=== Section Start ===
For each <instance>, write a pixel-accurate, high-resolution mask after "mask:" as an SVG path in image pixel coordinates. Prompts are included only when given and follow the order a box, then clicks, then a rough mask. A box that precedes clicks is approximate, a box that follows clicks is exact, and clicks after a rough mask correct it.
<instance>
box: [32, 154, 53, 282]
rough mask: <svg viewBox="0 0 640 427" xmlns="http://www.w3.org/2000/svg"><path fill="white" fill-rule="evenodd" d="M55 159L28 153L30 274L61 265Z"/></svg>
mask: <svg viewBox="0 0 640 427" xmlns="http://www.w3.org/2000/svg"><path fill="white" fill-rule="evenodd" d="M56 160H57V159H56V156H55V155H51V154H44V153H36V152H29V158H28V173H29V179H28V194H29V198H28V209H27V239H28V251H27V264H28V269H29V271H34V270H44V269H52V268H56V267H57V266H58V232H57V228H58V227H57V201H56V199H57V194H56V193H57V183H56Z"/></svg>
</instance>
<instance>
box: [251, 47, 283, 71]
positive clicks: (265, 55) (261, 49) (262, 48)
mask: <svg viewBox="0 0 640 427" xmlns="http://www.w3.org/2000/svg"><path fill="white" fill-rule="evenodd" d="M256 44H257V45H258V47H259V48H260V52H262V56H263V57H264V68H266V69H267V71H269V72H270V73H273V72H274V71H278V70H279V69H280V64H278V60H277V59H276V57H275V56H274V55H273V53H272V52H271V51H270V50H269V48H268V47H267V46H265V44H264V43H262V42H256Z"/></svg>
=== Section End ===
Give a word-for-word restatement of every record.

* **THE COMPLETED TASK**:
For each <instance>, write a pixel-accurate, high-resolution mask after "mask:" as an SVG path in image pixel coordinates. Prompts are included only when given and follow the order a box, then clicks, then a rough mask. A box that precedes clicks is approximate, a box that follows clicks is exact, and clicks after a rough mask correct it.
<instance>
box: [32, 154, 53, 282]
rough mask: <svg viewBox="0 0 640 427" xmlns="http://www.w3.org/2000/svg"><path fill="white" fill-rule="evenodd" d="M55 159L28 153L30 274L61 265Z"/></svg>
mask: <svg viewBox="0 0 640 427" xmlns="http://www.w3.org/2000/svg"><path fill="white" fill-rule="evenodd" d="M56 160H57V159H56V156H55V155H51V154H44V153H36V152H29V158H28V173H29V179H28V194H29V198H28V209H27V239H28V251H27V264H28V269H29V271H34V270H44V269H52V268H56V267H57V266H58V232H57V228H58V227H57V201H56V199H57V194H56V193H57V183H56Z"/></svg>
</instance>
<instance>
box: [251, 47, 283, 71]
positive clicks: (265, 55) (261, 49) (262, 48)
mask: <svg viewBox="0 0 640 427" xmlns="http://www.w3.org/2000/svg"><path fill="white" fill-rule="evenodd" d="M256 44H257V45H258V47H259V48H260V52H262V56H263V57H264V68H266V69H267V71H269V72H270V73H273V72H274V71H278V70H279V69H280V64H278V60H277V59H276V57H275V56H274V55H273V53H272V52H271V51H270V50H269V48H268V47H267V46H265V44H264V43H262V42H256Z"/></svg>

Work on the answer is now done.